PROBLEM REQUIREMENTS:
In the data below, retype exactly the line that contains "snowy slope, placed" and every line after it, through the last.
* * * *
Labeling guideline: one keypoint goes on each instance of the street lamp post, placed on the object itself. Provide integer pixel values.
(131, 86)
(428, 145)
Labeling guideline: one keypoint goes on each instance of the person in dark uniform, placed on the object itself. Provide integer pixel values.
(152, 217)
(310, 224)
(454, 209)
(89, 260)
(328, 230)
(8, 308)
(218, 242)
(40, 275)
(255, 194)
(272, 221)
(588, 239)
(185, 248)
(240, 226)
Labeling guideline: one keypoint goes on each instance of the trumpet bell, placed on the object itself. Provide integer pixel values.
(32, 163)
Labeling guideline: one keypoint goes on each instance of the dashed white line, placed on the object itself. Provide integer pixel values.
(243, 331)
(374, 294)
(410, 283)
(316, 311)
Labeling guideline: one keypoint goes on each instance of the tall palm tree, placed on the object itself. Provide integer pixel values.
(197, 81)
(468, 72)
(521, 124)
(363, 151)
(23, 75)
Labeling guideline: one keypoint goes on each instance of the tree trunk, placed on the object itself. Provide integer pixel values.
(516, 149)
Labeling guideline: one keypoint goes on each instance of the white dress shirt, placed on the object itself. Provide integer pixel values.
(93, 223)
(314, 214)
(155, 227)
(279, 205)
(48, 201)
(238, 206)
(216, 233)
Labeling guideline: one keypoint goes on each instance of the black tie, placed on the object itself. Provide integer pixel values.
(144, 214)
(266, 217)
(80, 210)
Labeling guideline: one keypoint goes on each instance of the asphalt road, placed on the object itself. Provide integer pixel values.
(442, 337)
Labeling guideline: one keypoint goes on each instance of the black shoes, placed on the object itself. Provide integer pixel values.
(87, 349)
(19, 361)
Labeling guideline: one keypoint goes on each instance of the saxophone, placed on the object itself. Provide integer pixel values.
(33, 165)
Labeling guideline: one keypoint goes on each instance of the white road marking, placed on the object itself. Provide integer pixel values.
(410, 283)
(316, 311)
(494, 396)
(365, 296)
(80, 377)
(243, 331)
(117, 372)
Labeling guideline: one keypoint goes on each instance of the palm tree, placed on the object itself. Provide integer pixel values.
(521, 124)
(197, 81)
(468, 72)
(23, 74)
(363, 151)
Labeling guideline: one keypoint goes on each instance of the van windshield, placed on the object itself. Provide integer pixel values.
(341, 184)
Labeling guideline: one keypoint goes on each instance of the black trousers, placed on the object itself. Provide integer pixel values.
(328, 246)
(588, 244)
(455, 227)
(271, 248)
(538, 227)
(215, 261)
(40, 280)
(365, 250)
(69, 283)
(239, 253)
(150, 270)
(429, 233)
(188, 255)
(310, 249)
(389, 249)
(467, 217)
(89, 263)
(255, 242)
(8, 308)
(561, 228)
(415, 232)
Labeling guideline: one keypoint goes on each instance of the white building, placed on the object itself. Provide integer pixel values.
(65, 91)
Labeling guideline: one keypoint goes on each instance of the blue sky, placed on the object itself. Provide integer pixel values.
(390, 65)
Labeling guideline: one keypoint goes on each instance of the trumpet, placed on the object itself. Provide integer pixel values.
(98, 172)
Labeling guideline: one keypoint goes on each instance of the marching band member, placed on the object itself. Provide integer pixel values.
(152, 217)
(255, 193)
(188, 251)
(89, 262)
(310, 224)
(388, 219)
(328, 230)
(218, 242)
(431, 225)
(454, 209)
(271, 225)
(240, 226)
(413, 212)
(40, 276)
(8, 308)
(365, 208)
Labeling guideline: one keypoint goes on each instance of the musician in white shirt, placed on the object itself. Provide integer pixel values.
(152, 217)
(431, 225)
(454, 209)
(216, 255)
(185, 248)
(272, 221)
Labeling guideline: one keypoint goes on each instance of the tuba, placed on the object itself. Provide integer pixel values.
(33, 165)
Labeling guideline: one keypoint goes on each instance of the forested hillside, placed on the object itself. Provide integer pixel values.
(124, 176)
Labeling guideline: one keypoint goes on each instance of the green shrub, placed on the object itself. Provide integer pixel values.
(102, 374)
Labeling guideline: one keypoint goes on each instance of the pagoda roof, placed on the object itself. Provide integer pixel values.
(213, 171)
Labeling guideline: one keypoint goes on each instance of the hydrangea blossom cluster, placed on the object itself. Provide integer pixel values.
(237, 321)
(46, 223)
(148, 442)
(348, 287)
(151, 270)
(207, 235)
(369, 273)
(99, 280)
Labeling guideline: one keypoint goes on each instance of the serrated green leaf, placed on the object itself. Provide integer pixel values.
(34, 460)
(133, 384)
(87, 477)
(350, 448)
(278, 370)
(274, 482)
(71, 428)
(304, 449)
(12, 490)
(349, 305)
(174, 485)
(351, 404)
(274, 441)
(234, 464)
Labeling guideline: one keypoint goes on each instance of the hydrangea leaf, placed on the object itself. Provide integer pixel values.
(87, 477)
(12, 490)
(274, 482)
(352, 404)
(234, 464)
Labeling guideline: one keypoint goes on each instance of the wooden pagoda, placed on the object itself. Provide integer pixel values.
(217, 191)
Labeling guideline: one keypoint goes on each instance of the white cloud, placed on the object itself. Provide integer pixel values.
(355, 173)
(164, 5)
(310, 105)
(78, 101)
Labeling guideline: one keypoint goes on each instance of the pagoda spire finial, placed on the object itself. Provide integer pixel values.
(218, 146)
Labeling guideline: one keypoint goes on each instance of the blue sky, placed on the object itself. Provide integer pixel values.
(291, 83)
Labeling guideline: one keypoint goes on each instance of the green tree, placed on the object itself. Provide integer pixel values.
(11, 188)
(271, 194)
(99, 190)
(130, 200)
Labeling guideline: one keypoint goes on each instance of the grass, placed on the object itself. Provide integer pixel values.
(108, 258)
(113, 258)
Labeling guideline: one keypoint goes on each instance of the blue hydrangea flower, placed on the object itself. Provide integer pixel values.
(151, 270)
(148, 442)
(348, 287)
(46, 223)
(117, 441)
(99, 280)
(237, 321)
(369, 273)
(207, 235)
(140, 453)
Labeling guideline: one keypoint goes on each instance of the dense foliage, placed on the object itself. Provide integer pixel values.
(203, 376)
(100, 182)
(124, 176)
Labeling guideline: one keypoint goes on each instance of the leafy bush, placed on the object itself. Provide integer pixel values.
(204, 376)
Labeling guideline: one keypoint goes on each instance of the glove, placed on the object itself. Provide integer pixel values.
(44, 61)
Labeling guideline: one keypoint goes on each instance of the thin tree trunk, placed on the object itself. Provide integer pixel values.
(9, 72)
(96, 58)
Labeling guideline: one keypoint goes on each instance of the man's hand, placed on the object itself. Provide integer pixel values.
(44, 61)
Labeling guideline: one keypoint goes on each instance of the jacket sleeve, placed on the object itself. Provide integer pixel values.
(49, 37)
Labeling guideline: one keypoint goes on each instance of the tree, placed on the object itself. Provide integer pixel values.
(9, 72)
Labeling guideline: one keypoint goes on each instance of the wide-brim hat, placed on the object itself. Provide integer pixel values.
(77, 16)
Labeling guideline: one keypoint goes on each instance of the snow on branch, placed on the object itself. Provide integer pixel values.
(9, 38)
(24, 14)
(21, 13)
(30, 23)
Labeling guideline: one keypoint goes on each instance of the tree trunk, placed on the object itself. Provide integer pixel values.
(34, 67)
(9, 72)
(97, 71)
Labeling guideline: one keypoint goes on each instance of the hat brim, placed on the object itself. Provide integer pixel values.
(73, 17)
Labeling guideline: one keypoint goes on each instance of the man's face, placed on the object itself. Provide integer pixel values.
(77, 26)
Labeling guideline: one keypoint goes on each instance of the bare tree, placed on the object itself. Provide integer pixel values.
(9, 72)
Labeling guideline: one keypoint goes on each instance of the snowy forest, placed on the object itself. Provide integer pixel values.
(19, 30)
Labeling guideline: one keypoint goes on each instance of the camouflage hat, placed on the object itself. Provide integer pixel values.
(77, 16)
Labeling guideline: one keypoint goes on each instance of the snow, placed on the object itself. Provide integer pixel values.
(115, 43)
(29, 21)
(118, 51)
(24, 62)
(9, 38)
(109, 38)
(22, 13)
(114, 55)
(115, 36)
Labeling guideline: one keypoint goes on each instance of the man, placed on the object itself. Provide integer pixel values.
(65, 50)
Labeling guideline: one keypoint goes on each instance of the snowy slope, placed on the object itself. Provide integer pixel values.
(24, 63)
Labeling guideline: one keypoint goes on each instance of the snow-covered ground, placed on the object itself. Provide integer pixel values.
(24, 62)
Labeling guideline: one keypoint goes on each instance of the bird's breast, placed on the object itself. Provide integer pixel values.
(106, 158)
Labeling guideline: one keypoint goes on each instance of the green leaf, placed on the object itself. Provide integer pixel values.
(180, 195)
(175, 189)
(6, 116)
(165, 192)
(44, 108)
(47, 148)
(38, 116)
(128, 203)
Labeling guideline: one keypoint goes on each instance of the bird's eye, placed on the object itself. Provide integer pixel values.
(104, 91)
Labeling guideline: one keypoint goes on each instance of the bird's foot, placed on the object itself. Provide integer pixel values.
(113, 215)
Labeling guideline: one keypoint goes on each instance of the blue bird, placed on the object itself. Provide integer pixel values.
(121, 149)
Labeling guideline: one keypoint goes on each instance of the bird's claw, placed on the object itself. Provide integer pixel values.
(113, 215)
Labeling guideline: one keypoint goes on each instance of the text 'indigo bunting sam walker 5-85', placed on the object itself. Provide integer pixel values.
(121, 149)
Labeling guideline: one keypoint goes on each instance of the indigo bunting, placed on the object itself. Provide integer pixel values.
* * * *
SOLUTION TO THE PROBLEM:
Labeling guideline: one keypoint goes on each instance of the snowy slope, placed on the object itself. Provide integer pixel values.
(24, 63)
Labeling guideline: one keypoint goes on each instance of the snow-covered ground, placed on the object itself. Provide integer pixel values.
(24, 62)
Labeling guideline: one keypoint goes on each instance of the bird's breast, placed on the object itself. Provide integer pixel values.
(106, 158)
Labeling guideline: one keypoint goes on each instance of the green leaf, placed on the object itself. Provide integer pixel values.
(180, 195)
(175, 189)
(6, 116)
(165, 192)
(44, 108)
(47, 148)
(38, 116)
(128, 203)
Labeling guideline: one keypoint goes on each instance of the bird's eye, placed on the object itself. Provide integer pixel values.
(104, 91)
Labeling guideline: one keypoint goes on each instance of the bird's foot, placed on the object itself. Provide integer pixel values.
(113, 215)
Labeling guideline: one keypoint goes on each instance of the blue bird, placed on the object itself. Provide integer pixel values.
(121, 149)
Labeling guideline: one keypoint goes on each instance of the bird's claw, placed on the object itself. Provide integer pixel values.
(113, 215)
Labeling guideline: one keypoint goes on each instance of the text 'indigo bunting sam walker 5-85', placed on the object itself. Provide integer pixel values.
(121, 149)
Labeling guideline: one keypoint goes on each instance of the indigo bunting, placed on the object itself. Provide integer pixel values.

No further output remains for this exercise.